● **Input**
************

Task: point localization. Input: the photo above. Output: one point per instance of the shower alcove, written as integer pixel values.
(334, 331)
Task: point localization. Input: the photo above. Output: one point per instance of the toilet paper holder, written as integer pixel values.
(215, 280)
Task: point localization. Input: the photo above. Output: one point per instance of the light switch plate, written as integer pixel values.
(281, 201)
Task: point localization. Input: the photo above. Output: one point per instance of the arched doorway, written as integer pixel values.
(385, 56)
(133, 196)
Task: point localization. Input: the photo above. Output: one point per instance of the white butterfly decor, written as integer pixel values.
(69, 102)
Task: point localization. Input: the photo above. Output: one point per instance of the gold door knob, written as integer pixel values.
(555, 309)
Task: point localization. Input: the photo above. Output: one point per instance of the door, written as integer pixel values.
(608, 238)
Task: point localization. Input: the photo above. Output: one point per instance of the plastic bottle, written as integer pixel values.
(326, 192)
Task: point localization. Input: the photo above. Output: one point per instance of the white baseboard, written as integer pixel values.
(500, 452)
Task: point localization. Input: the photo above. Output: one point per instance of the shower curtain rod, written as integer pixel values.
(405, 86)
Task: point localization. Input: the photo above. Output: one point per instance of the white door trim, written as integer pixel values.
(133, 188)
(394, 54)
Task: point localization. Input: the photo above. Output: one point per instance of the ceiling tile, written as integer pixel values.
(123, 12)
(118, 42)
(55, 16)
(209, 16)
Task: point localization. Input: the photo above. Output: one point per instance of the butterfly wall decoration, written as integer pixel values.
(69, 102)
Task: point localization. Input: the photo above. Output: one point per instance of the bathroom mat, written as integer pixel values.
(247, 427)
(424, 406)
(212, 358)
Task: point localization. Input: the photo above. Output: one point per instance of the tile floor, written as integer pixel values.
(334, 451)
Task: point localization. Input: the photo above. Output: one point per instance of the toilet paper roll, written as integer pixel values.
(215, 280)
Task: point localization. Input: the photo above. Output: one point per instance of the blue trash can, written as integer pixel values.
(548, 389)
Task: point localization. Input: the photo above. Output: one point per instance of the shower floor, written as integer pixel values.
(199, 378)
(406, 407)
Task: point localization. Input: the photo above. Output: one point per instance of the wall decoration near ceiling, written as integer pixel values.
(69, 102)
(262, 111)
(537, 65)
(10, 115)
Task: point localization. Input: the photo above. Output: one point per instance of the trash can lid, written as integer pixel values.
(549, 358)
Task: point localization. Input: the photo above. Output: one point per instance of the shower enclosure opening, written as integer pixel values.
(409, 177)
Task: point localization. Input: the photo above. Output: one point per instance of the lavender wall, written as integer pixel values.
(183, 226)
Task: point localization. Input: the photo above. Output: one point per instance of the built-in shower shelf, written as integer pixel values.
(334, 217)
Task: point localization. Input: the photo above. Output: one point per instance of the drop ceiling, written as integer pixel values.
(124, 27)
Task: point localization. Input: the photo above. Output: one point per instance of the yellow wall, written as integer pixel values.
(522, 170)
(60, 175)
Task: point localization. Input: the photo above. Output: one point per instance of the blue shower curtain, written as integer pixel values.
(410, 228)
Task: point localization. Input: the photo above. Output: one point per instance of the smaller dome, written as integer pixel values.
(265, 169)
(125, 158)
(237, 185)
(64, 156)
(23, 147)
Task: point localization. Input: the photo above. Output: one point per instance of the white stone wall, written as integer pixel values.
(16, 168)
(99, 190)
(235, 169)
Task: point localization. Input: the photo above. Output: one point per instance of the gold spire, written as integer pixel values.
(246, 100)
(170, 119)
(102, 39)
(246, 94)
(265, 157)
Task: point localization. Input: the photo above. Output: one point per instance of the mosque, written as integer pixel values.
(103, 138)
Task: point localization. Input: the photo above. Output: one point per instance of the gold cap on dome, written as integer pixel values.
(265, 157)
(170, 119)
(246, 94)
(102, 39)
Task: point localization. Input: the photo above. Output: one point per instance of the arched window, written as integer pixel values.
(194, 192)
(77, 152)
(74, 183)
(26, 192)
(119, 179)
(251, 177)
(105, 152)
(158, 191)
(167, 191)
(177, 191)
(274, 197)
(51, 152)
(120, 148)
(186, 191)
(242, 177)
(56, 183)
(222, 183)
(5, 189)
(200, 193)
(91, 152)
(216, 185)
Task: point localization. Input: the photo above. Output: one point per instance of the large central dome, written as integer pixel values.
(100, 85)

************

● **Stated goal**
Reproduce every line of the data verbatim.

● **Answer below**
Task: point localization. Input: the photo above. Output: one point per instance of the shower alcove, written as integer pixel values.
(334, 331)
Task: point localization. Input: the photo above. Output: one point per instance of the toilet paper holder, written as integer pixel values.
(215, 280)
Task: point localization. Input: the photo above. Output: one point per instance of the light switch plate, written as integer pixel values.
(281, 201)
Task: point localization. Input: the photo above. Output: one point per instance of the arched doorway, written as integer pixel values.
(385, 56)
(133, 196)
Task: point localization. Input: the photo above. Output: one point per instance of the white butterfly decor, written as integer pixel values.
(69, 102)
Task: point localization. Input: the photo above. Output: one point per instance of the gold door knob, written as integer pixel values.
(555, 309)
Task: point localization. Input: the photo above. Output: one point per instance of the door, written as integer pixel values.
(608, 238)
Task: point localization. Input: the photo above. Output: one point per instance of the plastic bottle, written as integer pixel values.
(326, 192)
Task: point localization. Input: the photo above. Output: one point per instance of the white baseboard, written as integer pixel values.
(500, 452)
Task: point localization. Input: the photo above. Output: one point per instance of the shower curtain rod, written as integer pixel values.
(405, 86)
Task: point localization. Input: the photo above. Output: one point per instance of the white door trim, written as integer pixel values.
(133, 188)
(394, 54)
Task: point localization. Input: the photo above. Output: one point per instance of the ceiling tile, written as integer pixel values.
(123, 12)
(118, 42)
(55, 16)
(209, 16)
Task: point localization. Input: the photo above. Output: one point per instance of the butterfly wall decoration, written as integer pixel values.
(69, 102)
Task: point localization. Input: the photo above. Output: one point per instance of the bathroom mat, written as integer pixel values.
(247, 427)
(424, 406)
(212, 358)
Task: point localization. Input: the photo above. Output: one point per instance of the tile floor, written as integer pixel values.
(334, 451)
Task: point localization. Input: the photo above. Output: one point per instance of the toilet paper roll, written as integer pixel values.
(215, 280)
Task: point localization. Input: the photo above. Output: one point per instance of the blue trash can, written as integer pixel values.
(548, 389)
Task: point localization. Input: the photo above. Output: one point per instance of the shower floor, written as integer pixel values.
(199, 378)
(406, 407)
Task: point localization. Input: the photo above. Output: one point per instance of the wall decoration near ceiling, written as integer pixel values.
(69, 102)
(262, 111)
(537, 65)
(10, 115)
Task: point localization. Input: the photo above. Output: one point per instance of the trash can lid, written as integer pixel values.
(549, 358)
Task: point localization. Input: the photo above. Output: one point per instance of the shower enclosure opening, written as integer pixel values.
(409, 177)
Task: point localization. Input: the photo above. Output: one point per instance of the lavender wall, written as integer pixel values.
(183, 226)
Task: point localization. Input: the photo above. Output: one point per instance of the built-in shower shelf, written as integer pixel values.
(334, 217)
Task: point localization. Input: the photo above. Output: one point per instance of the drop ceiling, written as integer pixel values.
(124, 27)
Task: point localization. Input: the photo above. Output: one point per instance of the yellow wall, written as integer pixel values.
(522, 170)
(60, 175)
Task: point localization. Input: the photo above. Output: one point per instance of the blue shower curtain, written as integer pixel values.
(410, 228)
Task: point localization. Input: the photo above. Output: one point per instance of the smaller dome, written as integer pixel values.
(265, 169)
(125, 158)
(237, 185)
(64, 156)
(23, 147)
Task: point localization. Input: the photo above. Output: one point per instance of the white stone wall, written as integer pixel values.
(16, 168)
(99, 190)
(235, 169)
Task: point localization. Input: the photo above. Output: one point per instance of the gold spire, written as integer pixel values.
(246, 100)
(170, 119)
(102, 39)
(246, 94)
(265, 157)
Task: point localization. Input: the photo above. Output: one point per instance of the mosque, written as integer pixel values.
(103, 138)
Task: point localization. Input: the photo above. Output: one point per instance of the gold cap on dome, written as integer pixel values.
(265, 157)
(170, 119)
(246, 94)
(102, 39)
Task: point localization. Input: the photo above. Output: one point per instance of the arched window, written as integer pixel values.
(194, 192)
(77, 152)
(74, 183)
(26, 192)
(119, 179)
(251, 177)
(105, 152)
(158, 191)
(167, 191)
(177, 191)
(274, 197)
(51, 152)
(120, 148)
(186, 191)
(242, 177)
(56, 183)
(222, 183)
(5, 189)
(200, 193)
(91, 152)
(216, 185)
Task: point localization. Input: the photo above. Output: one point per instance of the large central dome, written as integer pixel values.
(100, 85)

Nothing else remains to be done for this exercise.